Consigne
Répondez, s'il vous plaît, à ces questions sur le texte de la page :
(a) Combien de personnes le vaisseau spatial transporte-t-il vers Aurora ?
(b) Quel magazine a nommé Kim Stanley Robinson « Héros de l'environnement » ?
(c) Dans quel État Kim Stanley Robinson vit-il ?

Texte de la page
::::::::::

Brillamment conçu et merveilleusement écrit, voici le nouveau roman majeur d’une des voix les plus puissantes de la science-fiction moderne. Aurora raconte l’histoire tumultueuse des premiers voyageurs au-delà du système solaire, à la recherche d'un nouveau foyer pour l'humanité. Loin de la Terre, ils ont un seul atout et un seul protecteur : leur vaisseau...
Kim Stanley Robinson est un best-seller international, lauréat des prestigieux prix Hugo, Nebula et Locus. Parmi ses œuvres on trouve Chroniques des années noires, Le Rêve de Galilée et 2312. Il a été nommé « Héros de l'environnement » par le magazine américain Time ; il travaille régulièrement avec le Sierra Nevada Research Institute. Robinson vit en Californie.
Critiques
Sur un vaisseau spatial gigantesque, un peu plus de deux mille personnes sont en chemin vers Aurora, satellite naturel d’une planète du système Tau Ceti, situé à 12 années-lumière de la Terre. Ce voyage durant plusieurs dizaines d’années, le vaisseau est habité par sa sixième génération d’humains, celle qui pourra enfin le quitter pour s’installer sur Aurora, découvrant un nouvel environnement et ses dangers.

::::::::::

Extrait des données

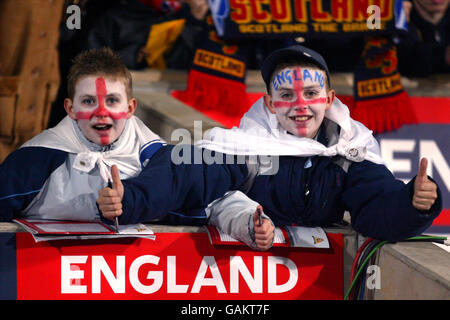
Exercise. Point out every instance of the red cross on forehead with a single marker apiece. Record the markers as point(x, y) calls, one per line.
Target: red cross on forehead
point(101, 110)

::::::::::

Réponse
(a) Un peu plus de deux mille personnes.
(b) Le magazine américain Time.
(c) En Californie.